Problems and tasks:
A – According to the passage on combat medical care, what share of troops injured in Vietnam died?
B – Pick up the passage on combat medical care after its final sentence and carry it forward.

Text section:

"""

Partly because the electronic media almost lost one of their stars, we're seeing the kind of information about Iraq that has been scarce before now. I watched "Good Morning America's" report this morning about the injuries sustained by "World News Tonight" co-anchor Bob Woodruff, and it included a look at how sophisticated combat medical procedures have become. One of the biggest advances in helping wounded soldiers stay alive -- begun in Korea and used heavily in Vietnam -- was evacuation from the combat area by helicopter. Those who had wounds too severe to be treated in-country were whisked to the Philippines; some of them were stabilized there and later flown by plane to places like Camp Zama in Japan. But the helicopters were basically just airborne ambulances, with minimal medical care being administered. Soldiers still had to survive the ride to get any real treatment. Today, as ABC showed, there are mobile hospitals that can be parked very near the combat zone with equipment some hospitals here would be happy to have -- it's a far cry from the primitive tents you might be familiar with from "M*A*S*H." And the planes used to evacuate the most severely wounded are similarly equipped. Because of such things, ABC also points out, the casualty rate for troops in Iraq is far lower than in past wars. In World War II, 30 percent of those injured died; the rate was 24 percent in Vietnam, but in Iraq it's only 9 percent.

"""

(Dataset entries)
"""

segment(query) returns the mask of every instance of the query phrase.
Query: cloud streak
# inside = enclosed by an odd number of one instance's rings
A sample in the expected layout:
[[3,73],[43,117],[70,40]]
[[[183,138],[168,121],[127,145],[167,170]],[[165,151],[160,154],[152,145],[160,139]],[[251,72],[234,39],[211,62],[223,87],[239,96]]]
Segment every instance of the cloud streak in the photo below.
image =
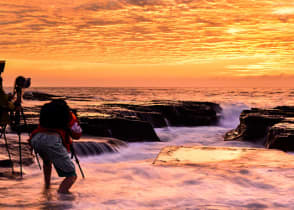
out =
[[286,0],[0,0],[0,8],[4,58],[193,64],[258,56],[262,62],[229,63],[220,74],[292,73]]

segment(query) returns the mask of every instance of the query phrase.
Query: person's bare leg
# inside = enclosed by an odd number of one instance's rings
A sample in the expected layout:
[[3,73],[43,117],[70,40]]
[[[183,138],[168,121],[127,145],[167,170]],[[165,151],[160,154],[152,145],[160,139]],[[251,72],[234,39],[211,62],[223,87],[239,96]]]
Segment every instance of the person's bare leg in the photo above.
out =
[[50,181],[51,181],[51,171],[52,171],[52,164],[49,162],[43,162],[43,173],[44,173],[44,180],[45,180],[45,188],[50,188]]
[[69,189],[77,180],[76,176],[66,177],[60,184],[58,192],[59,193],[69,193]]

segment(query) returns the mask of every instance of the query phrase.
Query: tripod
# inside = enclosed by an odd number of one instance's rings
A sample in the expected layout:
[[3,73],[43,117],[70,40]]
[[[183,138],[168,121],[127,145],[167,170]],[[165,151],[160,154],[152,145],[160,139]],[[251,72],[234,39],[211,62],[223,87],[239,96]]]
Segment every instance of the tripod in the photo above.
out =
[[9,161],[11,163],[12,174],[14,174],[13,162],[12,162],[11,154],[10,154],[9,147],[8,147],[7,137],[6,137],[6,126],[7,126],[7,124],[1,126],[2,128],[1,128],[0,138],[2,136],[4,138],[6,151],[8,153]]
[[[17,95],[19,95],[19,94],[17,94]],[[13,119],[12,126],[14,127],[14,130],[16,130],[17,135],[18,135],[19,166],[20,166],[20,176],[22,177],[23,173],[22,173],[22,150],[21,150],[21,131],[22,131],[21,119],[23,120],[25,129],[27,130],[29,136],[30,136],[30,133],[29,133],[29,129],[28,129],[28,124],[27,124],[26,116],[24,114],[23,107],[21,106],[20,103],[16,107],[15,113],[12,112],[10,114],[10,116]],[[40,161],[39,161],[38,155],[35,154],[35,157],[37,159],[39,168],[41,169],[41,165],[40,165]]]

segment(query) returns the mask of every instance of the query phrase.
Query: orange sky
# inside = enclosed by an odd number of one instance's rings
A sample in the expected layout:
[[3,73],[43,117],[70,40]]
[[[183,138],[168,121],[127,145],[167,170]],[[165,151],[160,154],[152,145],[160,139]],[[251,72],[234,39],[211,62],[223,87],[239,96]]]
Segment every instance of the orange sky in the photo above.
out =
[[[4,85],[291,86],[289,0],[0,0]],[[292,2],[292,3],[291,3]]]

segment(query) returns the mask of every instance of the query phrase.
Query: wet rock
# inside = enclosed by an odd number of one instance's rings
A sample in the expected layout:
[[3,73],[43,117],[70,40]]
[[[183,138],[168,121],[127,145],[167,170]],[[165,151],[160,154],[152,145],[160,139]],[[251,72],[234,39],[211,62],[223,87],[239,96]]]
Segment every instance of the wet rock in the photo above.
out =
[[[12,161],[9,159],[5,144],[0,145],[0,177],[17,178],[20,174],[17,172],[19,171],[19,144],[16,137],[8,138],[8,147]],[[23,167],[31,165],[34,160],[29,145],[26,142],[22,142],[21,149]],[[12,166],[14,168],[14,174],[12,174]]]
[[73,146],[78,156],[93,156],[118,152],[118,149],[126,147],[127,143],[114,138],[99,138],[91,141],[76,140]]
[[[28,129],[21,125],[21,132],[31,132],[37,127],[39,109],[25,109]],[[84,134],[134,142],[159,141],[154,128],[216,125],[221,107],[210,102],[151,101],[103,103],[78,111]],[[12,129],[17,131],[15,126]]]
[[123,118],[81,118],[84,133],[93,136],[113,137],[128,142],[160,141],[148,122]]
[[294,151],[294,121],[272,126],[265,141],[266,148]]
[[294,107],[244,110],[240,124],[225,140],[261,140],[267,148],[294,151]]
[[[136,104],[105,104],[113,113],[123,118],[147,121],[155,128],[166,126],[216,125],[221,107],[210,102],[152,101]],[[118,113],[117,113],[118,110]],[[123,114],[122,114],[123,113]],[[127,114],[128,113],[128,114]]]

"""

Task responses:
A – 24 percent.

B –
It's uncomfortable to acknowledge, but many of the great leaps in medicine have come because of war. During the Civil War, two soldiers were lost to disease for every one who died from combat. The later study of the meticulous notes kept by doctors during the war was the start of paying attention to sanitary conditions and post-operative infections; that war also marked the birth of professional nursing. The Spanish-American War brought a cure for Yellow Fever. World War I brought advances in reconstructive surgery and the study of shell-shock, now applied to people in all walks of life and known as post-traumatic stress syndrome. World War II brought the mass production of penicillin (only distributed broadly to the civilian population during the last two years of the war). And on and on.
Imagine the horror if policymakers or those in the healing arts came right out and said something like, "Look, we're falling way behind in medical advances. Let's put thousands of young men in a situation where they have to try to kill each other, and see what we can learn." But that's what we do, really.